Alıştırma Yönergesi:
Malullük sigortası davasına ilişkin metne göre aşağıdaki ifadelerin her birini evet ya da hayır diye yanıtlayın ve yanıtınızı metinde belirleyici olan sözcükleri tırnak içinde alıntılayarak destekleyin.
1. Hüküm, davacı vekili tarafından temyiz edilmiştir.
2. Mahkeme, davacının isteğini kabul etmiştir.
3. Davacı, 05.10.2005 tarihinden itibaren malulen emekli olmaya hak kazandığının tespitini istemektedir.

Metin:
= = = =
MAHKEMESİ :İş Mahkemesi

Davacı, malullük sigortası yardımlarından yararlanmasına karar verilmesini istemiştir.
Mahkeme ilamında belirtildiği şekilde, isteğin kabulüne karar vermiştir.
Hükmün davalı vekili tarafından temyiz edilmesi üzerine temyiz isteğinin süresinde olduğu anlaşıldıktan ve Tetkik Hakimi … tarafından düzenlenen raporla dosyadaki kağıtlar okunduktan sonra işin gereği düşünüldü ve aşağıdaki karar tesbit edildi.

K A R A R

Dava, davacının 05.10.2005 tarihinden itibaren malulen emekli olmaya hak kazandığının tesbiti ve aynı tarihten itibaren davacı tarafından ödenen ve bundan sonra ödenecek olan primlerin faizi ile birlikte davalı Kurumdan alınarak davacıya verilmesi istemine ilişkindir.
= = = =
Kayıt Alıntıları:
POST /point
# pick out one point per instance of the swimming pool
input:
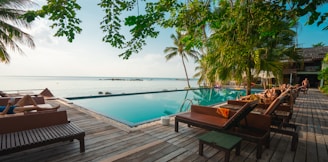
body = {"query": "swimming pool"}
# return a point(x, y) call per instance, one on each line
= = = =
Görevin Sonucu:
1. Hayır: "Hükmün davalı vekili tarafından temyiz edilmesi üzerine"
2. Evet: "isteğin kabulüne karar vermiştir"
3. Evet: "davacının 05.10.2005 tarihinden itibaren malulen emekli olmaya hak kazandığının tesbiti"